### [EXERCISE TASK A]
Scale the entries from the line containing "locate pile of" through the end of the entries, writing out every one of those lines again, including the lines without numbers. Multiply each point coordinate by 2 and round to whole numbers, with halves rounded up.
** begin TEXT EXCERPT **
Yudof's furlough proposal: On the backs of the poor

Jeffrey Bergamini <bergamini@ucdavis.edu>
Wed, Jul 15, 2009 at 12:10 PM
To: hip-all@ucdavis.edu
Cc: president@ucop.edu, regentsoffice@ucop.edu, opinion@sacbee.com
Fellow Workers (and others),

I have spent some time over the last two evenings analyzing Mark Yudof's proposal for UC pay cuts/furloughs. What I have found is troubling. The proposal tilts heavily against low wage earners. I think there are obvious better solutions, two of which I propose here.

*** Please forward widely. ***

Graduated Approach Biased Against Low Wage Earners

Furlough_1_Yudof_proposal.png

Although the proposed cuts are "graduated", an unnecessary burden is placed on those with lower salaries. Cutting more from the top makes more sense all around.
  1. When your monthly gross salary is around $1,600 (Tier 1), a $70 pay cut is significant. It can force decisions like whether to buy food or pay an electricity bill. As we will see below, UC doesn't really need to take those $70 from you.

  2. If, on the other hand, your monthly salary is anywhere from $16,000 to $40,000 (medians in Tiers 6 and 7), what difference would the cut make? Maybe your part time personal chef will have a "furlough" day as well, or you might have to spend your vacation in Athens rather than Paris.

  3. The graduations are weak: Those making 10 to 25 times more than the lowest tier only have 2.2 to 2.4 times the pay cuts, proportionally.


Other Solutions are Available

For the sake of this analysis, let's assume that salary cuts (i.e. furloughs) are the appropriate response to this financial problem. One can make a convincing argument against that idea, but for now I will leave that aside.
** end TEXT EXCERPT **
** begin SUPPLIED RECORDS **
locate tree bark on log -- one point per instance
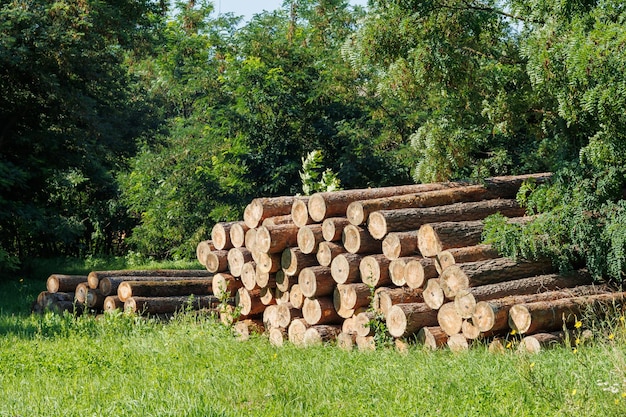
(385, 221)
(404, 320)
(462, 255)
(65, 283)
(473, 274)
(327, 251)
(400, 244)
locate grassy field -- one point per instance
(121, 365)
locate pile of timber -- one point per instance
(325, 267)
(144, 292)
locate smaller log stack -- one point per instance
(144, 292)
(326, 265)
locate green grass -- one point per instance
(124, 366)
** end SUPPLIED RECORDS **
### [EXERCISE TASK B]
Reproduce the furlough proposal email word for word from "Graduated Approach Biased" to "sense all around.".

### [FULL RESPONSE A]
locate pile of timber -- one point per instance
(650, 534)
(288, 584)
locate smaller log stack -- one point per instance
(288, 584)
(652, 530)
locate green grass -- one point per instance
(248, 732)

### [FULL RESPONSE B]
Graduated Approach Biased Against Low Wage Earners

Furlough_1_Yudof_proposal.png

Although the proposed cuts are "graduated", an unnecessary burden is placed on those with lower salaries. Cutting more from the top makes more sense all around.